PROBLEM TO SOLVE:
Find every line in the listing below that contains the string "story", matching case exactly, and copy each of those lines.

───── DATA TO USE ─────

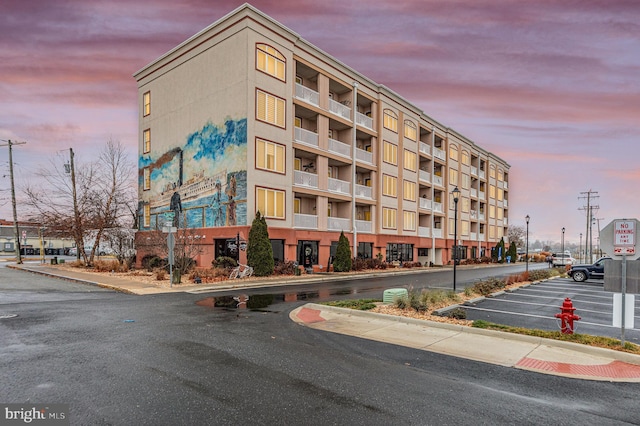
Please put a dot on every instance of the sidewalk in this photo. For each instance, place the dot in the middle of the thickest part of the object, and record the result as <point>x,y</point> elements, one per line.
<point>531,353</point>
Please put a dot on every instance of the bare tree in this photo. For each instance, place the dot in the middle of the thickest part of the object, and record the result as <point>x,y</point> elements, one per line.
<point>105,193</point>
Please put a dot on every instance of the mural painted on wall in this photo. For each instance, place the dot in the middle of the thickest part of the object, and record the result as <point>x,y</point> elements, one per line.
<point>202,183</point>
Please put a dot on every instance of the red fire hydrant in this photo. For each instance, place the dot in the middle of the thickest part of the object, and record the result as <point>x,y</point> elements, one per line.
<point>567,317</point>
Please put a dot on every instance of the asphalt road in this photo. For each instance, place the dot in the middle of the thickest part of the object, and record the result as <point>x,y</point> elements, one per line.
<point>178,360</point>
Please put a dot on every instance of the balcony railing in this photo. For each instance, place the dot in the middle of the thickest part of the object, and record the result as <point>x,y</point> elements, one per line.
<point>309,221</point>
<point>305,136</point>
<point>426,204</point>
<point>364,121</point>
<point>339,109</point>
<point>338,224</point>
<point>339,148</point>
<point>307,179</point>
<point>438,153</point>
<point>364,191</point>
<point>306,94</point>
<point>340,186</point>
<point>364,156</point>
<point>364,226</point>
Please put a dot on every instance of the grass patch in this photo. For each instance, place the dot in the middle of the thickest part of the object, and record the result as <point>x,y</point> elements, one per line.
<point>358,304</point>
<point>585,339</point>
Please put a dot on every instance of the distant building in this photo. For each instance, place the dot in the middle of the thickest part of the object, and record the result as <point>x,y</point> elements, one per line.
<point>247,116</point>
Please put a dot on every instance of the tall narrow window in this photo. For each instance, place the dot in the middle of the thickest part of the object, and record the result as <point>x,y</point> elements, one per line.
<point>270,61</point>
<point>146,141</point>
<point>146,104</point>
<point>270,109</point>
<point>390,120</point>
<point>269,156</point>
<point>270,203</point>
<point>147,179</point>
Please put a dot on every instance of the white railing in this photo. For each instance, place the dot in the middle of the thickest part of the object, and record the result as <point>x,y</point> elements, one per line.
<point>341,186</point>
<point>438,153</point>
<point>363,191</point>
<point>338,224</point>
<point>364,121</point>
<point>340,109</point>
<point>339,148</point>
<point>305,136</point>
<point>364,226</point>
<point>364,156</point>
<point>424,148</point>
<point>307,94</point>
<point>309,221</point>
<point>301,178</point>
<point>426,204</point>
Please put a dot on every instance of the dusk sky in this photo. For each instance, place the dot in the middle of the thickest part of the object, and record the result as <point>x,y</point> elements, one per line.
<point>552,87</point>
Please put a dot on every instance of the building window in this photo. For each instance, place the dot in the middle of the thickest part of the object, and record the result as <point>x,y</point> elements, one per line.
<point>146,179</point>
<point>270,203</point>
<point>270,109</point>
<point>146,141</point>
<point>270,156</point>
<point>410,160</point>
<point>389,186</point>
<point>409,223</point>
<point>410,131</point>
<point>409,190</point>
<point>147,216</point>
<point>270,61</point>
<point>453,152</point>
<point>146,104</point>
<point>390,153</point>
<point>390,120</point>
<point>388,218</point>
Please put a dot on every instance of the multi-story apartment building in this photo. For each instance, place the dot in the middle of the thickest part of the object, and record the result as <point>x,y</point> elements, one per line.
<point>247,116</point>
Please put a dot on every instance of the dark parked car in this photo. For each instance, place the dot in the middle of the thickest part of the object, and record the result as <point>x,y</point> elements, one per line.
<point>582,273</point>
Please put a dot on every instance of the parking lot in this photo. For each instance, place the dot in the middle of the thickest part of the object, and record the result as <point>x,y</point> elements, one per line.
<point>535,306</point>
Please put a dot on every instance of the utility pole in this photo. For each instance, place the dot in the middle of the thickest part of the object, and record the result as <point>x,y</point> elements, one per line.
<point>589,195</point>
<point>16,231</point>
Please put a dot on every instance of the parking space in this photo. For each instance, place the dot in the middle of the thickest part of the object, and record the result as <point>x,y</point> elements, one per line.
<point>535,306</point>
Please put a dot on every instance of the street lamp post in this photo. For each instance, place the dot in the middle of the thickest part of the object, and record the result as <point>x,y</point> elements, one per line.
<point>527,244</point>
<point>456,197</point>
<point>563,245</point>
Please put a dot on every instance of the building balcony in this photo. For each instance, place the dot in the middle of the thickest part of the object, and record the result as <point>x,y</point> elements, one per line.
<point>363,191</point>
<point>340,108</point>
<point>426,203</point>
<point>306,221</point>
<point>339,186</point>
<point>364,156</point>
<point>307,95</point>
<point>338,224</point>
<point>364,226</point>
<point>339,148</point>
<point>424,231</point>
<point>305,136</point>
<point>364,121</point>
<point>300,178</point>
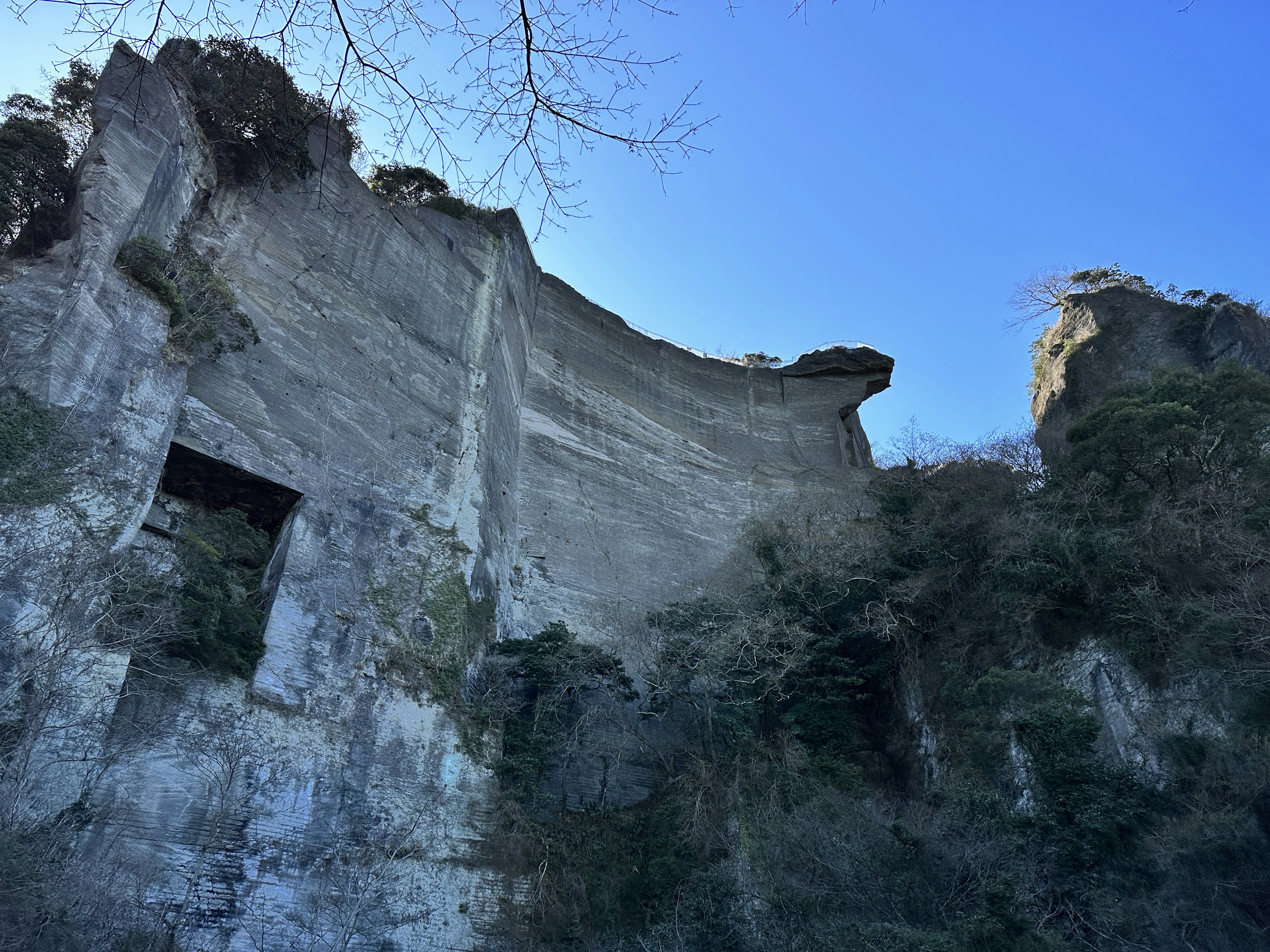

─────

CORRECT OUTPUT:
Please put a dot on every instance of the multi-story apartment building in this photo. For each instance, place the dot in the middle of the thickest part of the object, and record the result as <point>x,y</point> elements, one per line.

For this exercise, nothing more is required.